* START *
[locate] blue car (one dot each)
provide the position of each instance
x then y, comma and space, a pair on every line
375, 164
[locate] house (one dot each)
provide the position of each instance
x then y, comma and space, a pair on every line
* END *
** BRIEF **
Please render every line of the records above as a numbered list, leaving out any blank lines.

** EXERCISE ANSWER **
1. [locate] blue car (one dot each)
2. provide the position of each instance
3. x then y, comma and space, a pair on every line
4. 375, 164
5. [locate] house (one dot each)
6. provide the position of each instance
7. x then y, comma and space, a pair on every line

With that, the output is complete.